[START OF RECORD LIST]

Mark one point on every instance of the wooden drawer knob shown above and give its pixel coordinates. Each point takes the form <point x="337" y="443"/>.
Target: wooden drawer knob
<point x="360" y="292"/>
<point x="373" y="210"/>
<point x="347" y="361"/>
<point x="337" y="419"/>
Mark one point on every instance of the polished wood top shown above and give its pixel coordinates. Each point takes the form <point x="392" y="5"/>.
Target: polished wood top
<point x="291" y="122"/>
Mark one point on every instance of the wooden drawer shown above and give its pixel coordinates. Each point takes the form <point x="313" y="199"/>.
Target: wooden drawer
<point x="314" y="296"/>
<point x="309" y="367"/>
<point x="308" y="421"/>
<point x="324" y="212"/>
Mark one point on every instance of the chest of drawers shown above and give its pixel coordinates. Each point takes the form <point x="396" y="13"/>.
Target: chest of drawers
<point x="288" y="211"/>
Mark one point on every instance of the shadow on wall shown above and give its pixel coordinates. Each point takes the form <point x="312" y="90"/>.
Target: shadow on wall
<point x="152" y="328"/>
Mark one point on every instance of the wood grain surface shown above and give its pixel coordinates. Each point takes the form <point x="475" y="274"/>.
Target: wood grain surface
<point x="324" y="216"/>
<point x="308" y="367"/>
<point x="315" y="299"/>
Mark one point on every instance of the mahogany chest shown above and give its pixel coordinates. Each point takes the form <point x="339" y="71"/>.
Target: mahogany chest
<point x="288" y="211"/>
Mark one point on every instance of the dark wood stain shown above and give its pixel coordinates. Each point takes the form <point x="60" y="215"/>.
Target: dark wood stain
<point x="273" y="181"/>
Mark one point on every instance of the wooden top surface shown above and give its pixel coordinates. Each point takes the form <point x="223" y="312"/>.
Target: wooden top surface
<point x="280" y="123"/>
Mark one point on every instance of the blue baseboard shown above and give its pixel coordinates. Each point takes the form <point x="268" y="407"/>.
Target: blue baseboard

[END OF RECORD LIST]

From the listing above, reproduce all the lines exactly.

■ **RESULT OF THIS EXERCISE**:
Mark one point on every instance of the wooden drawer knob shown above and give its pixel coordinates. Each point takes the form <point x="337" y="443"/>.
Target: wooden drawer knob
<point x="360" y="292"/>
<point x="373" y="210"/>
<point x="347" y="361"/>
<point x="337" y="419"/>
Mark one point on every instance of the polished wood top shown above and give its pixel coordinates. Each point takes the form <point x="392" y="5"/>.
Target: polished wood top
<point x="291" y="122"/>
Mark one point on every instance of the wooden drawer shown above and give its pixel coordinates. Each point takes the form <point x="313" y="199"/>.
Target: wooden drawer
<point x="314" y="296"/>
<point x="309" y="367"/>
<point x="308" y="421"/>
<point x="324" y="212"/>
Mark one point on every instance of the chest of drawers shown above and give its pixel coordinates. Each point takes the form <point x="396" y="13"/>.
Target: chest of drawers
<point x="288" y="211"/>
Mark one point on every instance of the shadow on wall shown above and give its pixel coordinates. Each point takes the form <point x="312" y="90"/>.
Target: shadow on wall
<point x="152" y="328"/>
Mark one point on every instance of the wood grain surface shown above and give its pixel coordinates. Each point takes the form <point x="475" y="274"/>.
Target: wood grain surface
<point x="324" y="216"/>
<point x="308" y="367"/>
<point x="315" y="299"/>
Mark one point on every instance of the mahogany chest shown above and give its pixel coordinates. Each point takes the form <point x="339" y="71"/>.
Target: mahogany chest
<point x="288" y="211"/>
Mark one point on every instance of the dark wood stain shown above and give its pixel coordinates. Each point takes the form <point x="60" y="215"/>.
Target: dark wood stain
<point x="273" y="181"/>
Mark one point on every instance of the wooden top surface shown above and give its pixel coordinates. Each point takes the form <point x="223" y="312"/>.
Target: wooden top surface
<point x="280" y="123"/>
Mark one point on every instance of the blue baseboard shown above and give its pixel coordinates. Each point takes the form <point x="268" y="407"/>.
Target: blue baseboard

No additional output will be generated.